Data entries:

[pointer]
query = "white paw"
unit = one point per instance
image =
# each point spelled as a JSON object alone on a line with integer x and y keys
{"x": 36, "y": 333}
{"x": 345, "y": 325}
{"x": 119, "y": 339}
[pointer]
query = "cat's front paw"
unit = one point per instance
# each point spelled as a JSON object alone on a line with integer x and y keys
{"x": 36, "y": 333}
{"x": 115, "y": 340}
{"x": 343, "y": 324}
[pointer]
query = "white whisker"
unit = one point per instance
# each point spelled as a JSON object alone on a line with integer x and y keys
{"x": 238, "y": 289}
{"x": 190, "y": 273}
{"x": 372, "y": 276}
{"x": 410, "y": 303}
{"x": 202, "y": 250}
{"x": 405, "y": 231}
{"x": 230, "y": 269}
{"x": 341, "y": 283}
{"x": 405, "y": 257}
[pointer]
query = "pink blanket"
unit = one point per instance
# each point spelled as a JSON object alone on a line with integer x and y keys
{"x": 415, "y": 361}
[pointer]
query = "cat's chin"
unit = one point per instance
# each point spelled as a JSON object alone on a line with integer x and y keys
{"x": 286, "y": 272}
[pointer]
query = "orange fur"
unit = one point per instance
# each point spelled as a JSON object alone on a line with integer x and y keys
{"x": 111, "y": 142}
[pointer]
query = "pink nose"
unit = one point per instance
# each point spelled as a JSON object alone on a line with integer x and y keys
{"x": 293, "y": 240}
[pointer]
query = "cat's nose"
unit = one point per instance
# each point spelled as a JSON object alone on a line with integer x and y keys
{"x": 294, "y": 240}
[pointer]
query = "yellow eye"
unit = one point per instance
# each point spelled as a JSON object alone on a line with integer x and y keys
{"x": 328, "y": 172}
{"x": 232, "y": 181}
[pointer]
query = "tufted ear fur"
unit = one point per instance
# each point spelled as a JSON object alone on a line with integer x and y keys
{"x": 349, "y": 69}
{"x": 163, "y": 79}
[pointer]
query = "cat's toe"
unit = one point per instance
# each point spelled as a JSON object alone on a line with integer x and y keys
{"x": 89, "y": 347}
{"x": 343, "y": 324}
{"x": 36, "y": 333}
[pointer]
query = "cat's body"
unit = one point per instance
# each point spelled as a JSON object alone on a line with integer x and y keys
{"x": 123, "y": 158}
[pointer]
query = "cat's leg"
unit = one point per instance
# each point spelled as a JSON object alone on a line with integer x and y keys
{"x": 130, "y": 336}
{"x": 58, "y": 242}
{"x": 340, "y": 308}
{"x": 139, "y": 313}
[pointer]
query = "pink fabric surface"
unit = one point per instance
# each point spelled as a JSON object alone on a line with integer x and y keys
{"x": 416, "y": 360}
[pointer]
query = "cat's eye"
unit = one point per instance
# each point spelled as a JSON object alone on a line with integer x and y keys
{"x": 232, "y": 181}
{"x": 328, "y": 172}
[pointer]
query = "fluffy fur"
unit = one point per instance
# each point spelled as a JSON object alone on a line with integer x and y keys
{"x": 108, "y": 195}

* ABOUT THIS TASK *
Please reproduce all of the entries exactly as they stand.

* RESPONSE BELOW *
[pointer]
query = "white paw"
unit = one point per instance
image =
# each point spelled as a JSON object alone on a line with integer x and y keys
{"x": 36, "y": 333}
{"x": 345, "y": 325}
{"x": 119, "y": 339}
[pointer]
query = "cat's front paw"
unit = one point per instance
# each point spelled as a JSON object alone on a line with integer x and y keys
{"x": 36, "y": 333}
{"x": 115, "y": 340}
{"x": 343, "y": 324}
[pointer]
query = "white whisker"
unit = one point per instance
# each point spelled as a JSON object alone on a line with integer x and y keys
{"x": 238, "y": 289}
{"x": 190, "y": 273}
{"x": 372, "y": 276}
{"x": 410, "y": 303}
{"x": 202, "y": 250}
{"x": 405, "y": 231}
{"x": 230, "y": 269}
{"x": 341, "y": 283}
{"x": 405, "y": 257}
[pointer]
query = "pink blanket"
unit = one point per instance
# each point spelled as a JSON object alone on a line with integer x and y keys
{"x": 415, "y": 361}
[pointer]
query = "cat's chin"
unit = one point per instance
# each point spelled as a JSON object alone on a line with integer x and y keys
{"x": 286, "y": 272}
[pointer]
query = "orange fur"
unit = one point per instance
# each point spelled as a JSON object alone on a line with integer x and y keys
{"x": 111, "y": 142}
[pointer]
query = "pink nose"
unit = one point per instance
# each point spelled as a JSON object alone on a line with integer x and y keys
{"x": 293, "y": 240}
[pointer]
query = "cat's nose"
unit = one point per instance
# each point spelled as a JSON object alone on a line with integer x and y keys
{"x": 294, "y": 240}
[pointer]
query = "yellow eye"
unit = one point per instance
# each point spelled as a JSON object alone on a line with integer x and y keys
{"x": 328, "y": 172}
{"x": 232, "y": 181}
[pointer]
query = "tufted ear fur"
unit = one point per instance
# each point spelled as a JSON object alone on a line with integer x and y keys
{"x": 349, "y": 69}
{"x": 163, "y": 79}
[pointer]
query = "cat's toe"
unit = one point per instance
# each point spelled as a JSON object alone on a line with integer x and y keys
{"x": 89, "y": 347}
{"x": 343, "y": 324}
{"x": 36, "y": 333}
[pointer]
query = "cat's body"
unit = one point per instance
# each point spelled as a JSON object alone on a line with integer x and y keys
{"x": 123, "y": 158}
[pointer]
query = "cat's leg"
unit = one point per instance
# each point spelled as a JSON object alone on a line with integer x and y keys
{"x": 130, "y": 336}
{"x": 58, "y": 242}
{"x": 340, "y": 308}
{"x": 139, "y": 313}
[pointer]
query = "pink fabric surface"
unit = one point per instance
# each point spelled as a JSON object alone on a line with integer x and y keys
{"x": 416, "y": 360}
[pointer]
query = "cat's eye"
unit = one point per instance
# each point spelled as a JSON object alone on a line with integer x and y keys
{"x": 232, "y": 181}
{"x": 328, "y": 172}
[pointer]
query = "fluffy fur"
unit = one point per instance
# each point spelled as a JSON object alone on a line with integer x and y keys
{"x": 108, "y": 195}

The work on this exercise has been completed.